Stored records -
====
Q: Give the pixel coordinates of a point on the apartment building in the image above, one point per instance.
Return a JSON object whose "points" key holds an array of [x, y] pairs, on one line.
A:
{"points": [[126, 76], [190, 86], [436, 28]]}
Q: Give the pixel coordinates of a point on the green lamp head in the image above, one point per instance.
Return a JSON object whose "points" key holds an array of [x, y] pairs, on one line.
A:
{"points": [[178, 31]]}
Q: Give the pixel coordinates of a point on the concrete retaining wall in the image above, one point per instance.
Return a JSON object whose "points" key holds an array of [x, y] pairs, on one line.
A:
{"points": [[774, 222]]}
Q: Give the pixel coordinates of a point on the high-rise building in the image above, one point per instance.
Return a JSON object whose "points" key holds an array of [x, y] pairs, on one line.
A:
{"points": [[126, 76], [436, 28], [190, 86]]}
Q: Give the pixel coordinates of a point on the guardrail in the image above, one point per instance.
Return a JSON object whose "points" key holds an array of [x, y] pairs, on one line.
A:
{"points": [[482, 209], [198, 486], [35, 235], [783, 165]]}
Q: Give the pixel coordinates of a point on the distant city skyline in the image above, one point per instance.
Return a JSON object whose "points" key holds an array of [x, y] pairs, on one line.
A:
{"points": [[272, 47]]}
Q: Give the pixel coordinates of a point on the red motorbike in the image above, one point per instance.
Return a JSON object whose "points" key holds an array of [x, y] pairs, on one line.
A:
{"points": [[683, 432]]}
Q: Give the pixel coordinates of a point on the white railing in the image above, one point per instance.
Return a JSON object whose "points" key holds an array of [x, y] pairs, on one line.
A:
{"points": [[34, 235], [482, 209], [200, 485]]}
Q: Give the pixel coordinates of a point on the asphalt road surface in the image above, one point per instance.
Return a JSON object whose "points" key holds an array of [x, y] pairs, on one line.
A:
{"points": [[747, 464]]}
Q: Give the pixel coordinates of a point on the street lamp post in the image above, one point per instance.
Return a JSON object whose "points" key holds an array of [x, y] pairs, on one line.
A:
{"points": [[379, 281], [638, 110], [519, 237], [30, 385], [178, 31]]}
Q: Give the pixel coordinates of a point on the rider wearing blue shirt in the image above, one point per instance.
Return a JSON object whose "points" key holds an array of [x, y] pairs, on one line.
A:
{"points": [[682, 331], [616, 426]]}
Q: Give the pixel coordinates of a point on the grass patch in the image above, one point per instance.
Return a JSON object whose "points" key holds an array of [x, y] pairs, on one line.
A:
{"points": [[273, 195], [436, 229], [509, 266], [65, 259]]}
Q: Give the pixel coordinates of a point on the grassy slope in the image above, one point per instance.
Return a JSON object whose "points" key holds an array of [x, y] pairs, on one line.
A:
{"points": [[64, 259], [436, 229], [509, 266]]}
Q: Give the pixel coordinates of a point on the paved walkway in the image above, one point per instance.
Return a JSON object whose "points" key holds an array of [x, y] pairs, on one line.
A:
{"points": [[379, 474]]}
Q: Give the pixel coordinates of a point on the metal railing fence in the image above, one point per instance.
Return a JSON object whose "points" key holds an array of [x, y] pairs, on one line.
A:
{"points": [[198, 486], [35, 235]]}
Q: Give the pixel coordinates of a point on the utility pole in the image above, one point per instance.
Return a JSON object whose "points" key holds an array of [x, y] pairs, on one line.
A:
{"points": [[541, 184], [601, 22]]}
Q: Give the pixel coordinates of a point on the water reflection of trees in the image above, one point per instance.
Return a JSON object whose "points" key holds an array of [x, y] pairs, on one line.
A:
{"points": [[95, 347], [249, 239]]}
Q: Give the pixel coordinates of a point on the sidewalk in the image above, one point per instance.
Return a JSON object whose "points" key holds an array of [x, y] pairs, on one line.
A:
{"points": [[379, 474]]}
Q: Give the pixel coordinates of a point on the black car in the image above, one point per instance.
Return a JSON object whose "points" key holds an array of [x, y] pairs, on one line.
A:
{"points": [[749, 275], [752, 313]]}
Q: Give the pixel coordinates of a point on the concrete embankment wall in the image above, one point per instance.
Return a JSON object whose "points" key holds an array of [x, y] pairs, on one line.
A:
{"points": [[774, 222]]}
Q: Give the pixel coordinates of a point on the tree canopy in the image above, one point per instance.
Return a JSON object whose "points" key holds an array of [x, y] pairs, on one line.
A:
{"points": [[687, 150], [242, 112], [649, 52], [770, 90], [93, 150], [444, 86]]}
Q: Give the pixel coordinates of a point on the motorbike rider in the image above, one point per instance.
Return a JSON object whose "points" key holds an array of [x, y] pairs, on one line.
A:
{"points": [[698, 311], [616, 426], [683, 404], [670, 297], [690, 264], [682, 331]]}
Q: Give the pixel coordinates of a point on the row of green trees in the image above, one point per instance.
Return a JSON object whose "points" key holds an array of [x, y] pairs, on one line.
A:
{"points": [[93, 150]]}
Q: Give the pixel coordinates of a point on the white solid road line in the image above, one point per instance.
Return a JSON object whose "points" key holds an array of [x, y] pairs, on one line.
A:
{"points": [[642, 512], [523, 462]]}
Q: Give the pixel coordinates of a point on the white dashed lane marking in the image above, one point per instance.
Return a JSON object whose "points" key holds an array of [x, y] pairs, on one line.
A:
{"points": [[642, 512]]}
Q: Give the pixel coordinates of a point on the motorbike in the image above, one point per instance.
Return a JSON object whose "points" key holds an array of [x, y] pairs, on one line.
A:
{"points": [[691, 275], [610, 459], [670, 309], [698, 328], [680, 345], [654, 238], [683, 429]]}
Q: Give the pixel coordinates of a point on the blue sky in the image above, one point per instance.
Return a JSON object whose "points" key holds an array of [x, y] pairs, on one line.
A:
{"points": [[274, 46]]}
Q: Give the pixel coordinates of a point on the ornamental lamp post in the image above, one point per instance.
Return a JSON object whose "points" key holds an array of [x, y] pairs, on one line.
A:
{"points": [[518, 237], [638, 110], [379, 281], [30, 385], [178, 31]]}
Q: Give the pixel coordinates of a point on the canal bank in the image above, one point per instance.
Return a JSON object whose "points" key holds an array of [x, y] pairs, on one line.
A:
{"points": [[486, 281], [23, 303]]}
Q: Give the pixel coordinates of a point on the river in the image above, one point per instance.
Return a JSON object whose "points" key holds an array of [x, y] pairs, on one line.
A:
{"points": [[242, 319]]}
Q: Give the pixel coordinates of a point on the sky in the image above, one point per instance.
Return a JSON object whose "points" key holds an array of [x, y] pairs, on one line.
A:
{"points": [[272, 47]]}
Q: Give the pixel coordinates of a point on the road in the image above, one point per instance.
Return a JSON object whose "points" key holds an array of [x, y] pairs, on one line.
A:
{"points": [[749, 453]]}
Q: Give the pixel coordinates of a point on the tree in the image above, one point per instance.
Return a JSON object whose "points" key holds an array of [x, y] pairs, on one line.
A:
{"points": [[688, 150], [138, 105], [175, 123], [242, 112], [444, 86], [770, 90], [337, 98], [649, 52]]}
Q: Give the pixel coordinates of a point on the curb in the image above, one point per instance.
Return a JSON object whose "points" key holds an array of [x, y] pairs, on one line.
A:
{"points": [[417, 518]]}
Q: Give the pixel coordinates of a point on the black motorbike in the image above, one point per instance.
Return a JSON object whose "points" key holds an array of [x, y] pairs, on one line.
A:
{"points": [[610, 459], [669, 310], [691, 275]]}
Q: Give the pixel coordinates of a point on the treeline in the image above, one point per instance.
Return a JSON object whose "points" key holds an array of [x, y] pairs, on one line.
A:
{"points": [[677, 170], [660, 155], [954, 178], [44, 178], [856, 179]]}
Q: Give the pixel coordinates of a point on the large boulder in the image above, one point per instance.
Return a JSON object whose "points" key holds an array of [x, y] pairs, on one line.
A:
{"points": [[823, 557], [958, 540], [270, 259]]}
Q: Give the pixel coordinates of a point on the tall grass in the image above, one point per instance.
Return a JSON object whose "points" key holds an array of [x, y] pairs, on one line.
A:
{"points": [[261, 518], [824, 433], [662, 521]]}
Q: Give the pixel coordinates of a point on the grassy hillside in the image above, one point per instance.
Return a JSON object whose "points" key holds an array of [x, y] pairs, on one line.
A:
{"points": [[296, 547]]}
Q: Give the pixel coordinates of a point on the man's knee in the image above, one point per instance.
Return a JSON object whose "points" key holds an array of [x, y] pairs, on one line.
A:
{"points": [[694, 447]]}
====
Write out the listing above word for word, starting at the line that contains "the tree in" and ending at the last line of the listing.

REPLY -
Q: Give the pixel coordinates of a point on the tree in the image above, one point per instance.
Return a JSON object whose "points" key holds an array of [x, y] pairs, on one line.
A:
{"points": [[688, 150], [138, 105], [175, 123], [242, 112], [444, 86], [770, 90], [337, 98], [649, 52]]}
Q: Give the pixel coordinates of a point on the curb in the image above, one point per instance.
Return a JSON object whose "points" key holds an array of [x, y] pairs, on one line.
A:
{"points": [[417, 518]]}
Q: Give the pixel coordinates of a point on the black motorbike in the image above, one point per instance.
Return a JSON object whose "points" key holds an array of [x, y] pairs, on one line.
A:
{"points": [[610, 459], [669, 310], [691, 275]]}
Q: Give the pixel coordinates of a point on the treeline in the image above, one point per instance.
Return a JSON object whose "points" key holds an array of [x, y] pairs, on one line.
A:
{"points": [[677, 170], [660, 155], [954, 178], [44, 178], [856, 179]]}
Q: Give the pixel coordinates of a point on the large boulder in the image above, one point per instance.
Return a JSON object whose "points" key holds an array of [x, y] pairs, on one line.
A:
{"points": [[823, 557], [958, 540], [270, 259]]}
Q: Give the pixel coordinates of a point on the tall grass in the image above, one point per instance.
Return a JSON object whose "points" key holds an array of [x, y] pairs, on one line.
A:
{"points": [[261, 518], [824, 433], [662, 521]]}
Q: Give the pixel coordinates of a point on the grassy hillside in the image above, one point per instance.
Return a JSON object whose "points" key holds an array of [x, y] pairs, on one line.
A:
{"points": [[296, 547]]}
Q: Give the pixel coordinates of a point on the man's knee in the image above, one point per instance.
Return a JSON object whose "points" key holds an array of [x, y] pairs, on one line.
A:
{"points": [[694, 447]]}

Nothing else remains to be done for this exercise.